[Goal] Give the data below again, word for word.

[Exercise input]

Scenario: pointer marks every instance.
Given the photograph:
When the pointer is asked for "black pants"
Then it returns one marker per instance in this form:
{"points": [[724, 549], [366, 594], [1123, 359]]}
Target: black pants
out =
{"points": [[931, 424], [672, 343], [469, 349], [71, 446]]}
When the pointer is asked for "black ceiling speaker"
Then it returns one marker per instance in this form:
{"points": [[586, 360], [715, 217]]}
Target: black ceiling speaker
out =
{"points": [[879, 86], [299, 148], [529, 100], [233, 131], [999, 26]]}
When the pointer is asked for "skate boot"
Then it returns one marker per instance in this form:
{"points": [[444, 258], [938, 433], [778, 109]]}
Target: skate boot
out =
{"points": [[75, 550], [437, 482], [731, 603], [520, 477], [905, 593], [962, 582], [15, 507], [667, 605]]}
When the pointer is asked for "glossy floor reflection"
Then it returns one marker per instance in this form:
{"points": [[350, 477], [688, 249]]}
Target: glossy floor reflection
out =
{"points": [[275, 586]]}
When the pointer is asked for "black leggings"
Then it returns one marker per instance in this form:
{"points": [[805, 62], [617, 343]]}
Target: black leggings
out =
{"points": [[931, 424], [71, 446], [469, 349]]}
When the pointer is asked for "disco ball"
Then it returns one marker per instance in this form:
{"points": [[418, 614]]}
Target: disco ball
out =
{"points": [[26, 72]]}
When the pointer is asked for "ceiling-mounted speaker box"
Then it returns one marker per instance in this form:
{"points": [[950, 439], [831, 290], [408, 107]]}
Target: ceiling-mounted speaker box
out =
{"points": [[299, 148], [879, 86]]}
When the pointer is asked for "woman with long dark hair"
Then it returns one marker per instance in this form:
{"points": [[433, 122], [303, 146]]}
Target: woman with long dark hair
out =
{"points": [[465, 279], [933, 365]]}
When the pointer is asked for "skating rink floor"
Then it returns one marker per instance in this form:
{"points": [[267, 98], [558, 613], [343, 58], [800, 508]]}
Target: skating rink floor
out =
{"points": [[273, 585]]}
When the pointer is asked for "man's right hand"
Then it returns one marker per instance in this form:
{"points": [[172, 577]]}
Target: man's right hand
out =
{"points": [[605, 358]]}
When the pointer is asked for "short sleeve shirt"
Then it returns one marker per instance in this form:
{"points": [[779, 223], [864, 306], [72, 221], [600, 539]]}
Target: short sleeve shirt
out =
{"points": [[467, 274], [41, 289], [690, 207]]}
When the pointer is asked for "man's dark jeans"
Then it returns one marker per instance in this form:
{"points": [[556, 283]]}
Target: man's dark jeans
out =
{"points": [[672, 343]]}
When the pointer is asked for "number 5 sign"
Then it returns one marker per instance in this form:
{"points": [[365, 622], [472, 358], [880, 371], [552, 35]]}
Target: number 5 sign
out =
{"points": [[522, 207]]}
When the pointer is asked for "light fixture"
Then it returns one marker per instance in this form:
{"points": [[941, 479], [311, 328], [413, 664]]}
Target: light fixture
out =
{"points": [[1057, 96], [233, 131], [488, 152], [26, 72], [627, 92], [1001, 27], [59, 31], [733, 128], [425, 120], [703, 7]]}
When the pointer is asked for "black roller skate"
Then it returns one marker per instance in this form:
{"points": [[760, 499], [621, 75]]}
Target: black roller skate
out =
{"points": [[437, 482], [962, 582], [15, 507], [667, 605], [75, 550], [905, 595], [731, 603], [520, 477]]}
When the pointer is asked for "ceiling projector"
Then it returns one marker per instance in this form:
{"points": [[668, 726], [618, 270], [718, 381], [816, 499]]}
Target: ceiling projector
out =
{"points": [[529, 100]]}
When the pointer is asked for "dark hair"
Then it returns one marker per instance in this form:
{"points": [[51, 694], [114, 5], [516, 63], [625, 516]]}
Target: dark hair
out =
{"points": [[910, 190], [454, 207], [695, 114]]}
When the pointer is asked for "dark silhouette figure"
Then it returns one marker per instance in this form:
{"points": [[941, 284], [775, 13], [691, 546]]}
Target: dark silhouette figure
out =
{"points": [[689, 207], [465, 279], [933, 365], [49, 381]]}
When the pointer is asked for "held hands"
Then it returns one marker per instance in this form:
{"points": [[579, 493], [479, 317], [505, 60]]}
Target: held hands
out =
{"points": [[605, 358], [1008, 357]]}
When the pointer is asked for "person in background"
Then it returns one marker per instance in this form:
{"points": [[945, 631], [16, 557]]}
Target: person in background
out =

[Answer]
Scenario: pointer marks every instance.
Given the photograph:
When the pointer is asked for "black pants"
Then it returns one marker per instance in this form:
{"points": [[724, 549], [366, 594], [1123, 359]]}
Target: black pants
out =
{"points": [[931, 424], [672, 343], [469, 349], [71, 446]]}
When the pointer is asked for "black ceiling speaker"
Then it returns one marker per instance in this form:
{"points": [[586, 360], [715, 217]]}
Target: black ceiling speaker
out =
{"points": [[879, 86], [299, 148], [529, 100], [233, 131], [999, 26]]}
When the pointer is asked for "skate boot"
Then it returns one marker per instance in this form:
{"points": [[444, 258], [938, 433], [778, 109]]}
Target: skate boot
out =
{"points": [[75, 550], [437, 482], [731, 603], [520, 477], [905, 593], [962, 582], [15, 507], [667, 605]]}
When the pointer is asked for "glossy floor reflection"
Then it returns one marker per instance in this form:
{"points": [[350, 477], [688, 249]]}
Target: glossy floor reflection
out =
{"points": [[275, 586]]}
When the pointer is asked for "black leggings"
Then it returns one marker per instance in this form:
{"points": [[805, 62], [617, 343]]}
Target: black leggings
out =
{"points": [[931, 424], [71, 446], [469, 349]]}
When the pointer is asked for "disco ball"
Then it returns one marker per instance in this form:
{"points": [[418, 614]]}
Target: disco ball
out =
{"points": [[26, 72]]}
When the pointer is asked for "ceiling-mounted speaker box"
Then it returns one marker per instance in this form:
{"points": [[950, 439], [831, 290], [408, 107]]}
Target: ceiling-mounted speaker box
out =
{"points": [[299, 148], [879, 86]]}
When the pointer is asked for "woman with long dark hair"
Then it returns one marker per instance in this form:
{"points": [[433, 122], [303, 146]]}
Target: woman with long dark hair
out =
{"points": [[465, 279], [933, 365]]}
When the pointer is asked for "skating rink floor"
Then it returns one marker per instance in this form:
{"points": [[267, 98], [558, 613], [343, 58], [800, 508]]}
Target: skating rink floor
out =
{"points": [[273, 585]]}
When the pointer is asked for "man's right hand"
Then it returns one marker per instance in this form:
{"points": [[172, 577]]}
Target: man's right hand
out =
{"points": [[605, 358]]}
When the pointer is asked for "short sleeve shirt"
Then it returns one marker per instance in this form:
{"points": [[779, 223], [864, 306], [72, 221], [600, 539]]}
Target: short sleeve shirt
out =
{"points": [[467, 274], [41, 289], [690, 207]]}
When the pointer is asked for "man's dark jeans"
Then it returns one marker per instance in this form:
{"points": [[556, 283]]}
Target: man's dark jeans
out =
{"points": [[672, 343]]}
When the pointer is asked for "number 5 sign"
Then it returns one marker per instance in this form:
{"points": [[365, 622], [472, 358], [880, 371], [552, 35]]}
Target: number 5 sign
out =
{"points": [[522, 207]]}
When the pointer is asked for "light fixture"
Then it returns one marker per instance in this form:
{"points": [[941, 479], [311, 328], [413, 664]]}
Target: light fixture
out =
{"points": [[1057, 96], [233, 131], [488, 152], [26, 72], [627, 92], [1001, 27], [59, 31], [733, 128], [425, 120], [703, 7]]}
When the pointer is asked for "black roller skate"
Then it returns one marker per instance in this form:
{"points": [[760, 499], [621, 75]]}
Target: black roller skate
out =
{"points": [[437, 482], [962, 582], [15, 507], [667, 605], [75, 550], [905, 595], [731, 603], [520, 477]]}
When the pointer is asked for "ceiling projector"
Then it returns one marker per instance in this form:
{"points": [[668, 726], [618, 270], [718, 381], [816, 499]]}
Target: ceiling projector
out =
{"points": [[529, 100]]}
When the pointer is asked for "dark hair"
Then it returns one marker per instance in this form:
{"points": [[51, 694], [114, 5], [516, 63], [625, 516]]}
Target: dark hair
out =
{"points": [[910, 190], [454, 207], [695, 114]]}
When the pointer is asked for "dark silhouette figure"
Then it returns one marker per instance in this form:
{"points": [[941, 284], [775, 13], [691, 546]]}
Target: dark silhouette figure
out =
{"points": [[689, 207], [465, 279], [933, 365], [49, 381]]}
When the pointer is asked for "held hands"
Then it returns one marker per instance in this form:
{"points": [[579, 493], [479, 317], [505, 60]]}
Target: held hands
out =
{"points": [[605, 358], [1008, 357]]}
When the pointer is asked for "person in background"
Then it returns one marker per instance in this form:
{"points": [[945, 631], [16, 557]]}
Target: person in background
out =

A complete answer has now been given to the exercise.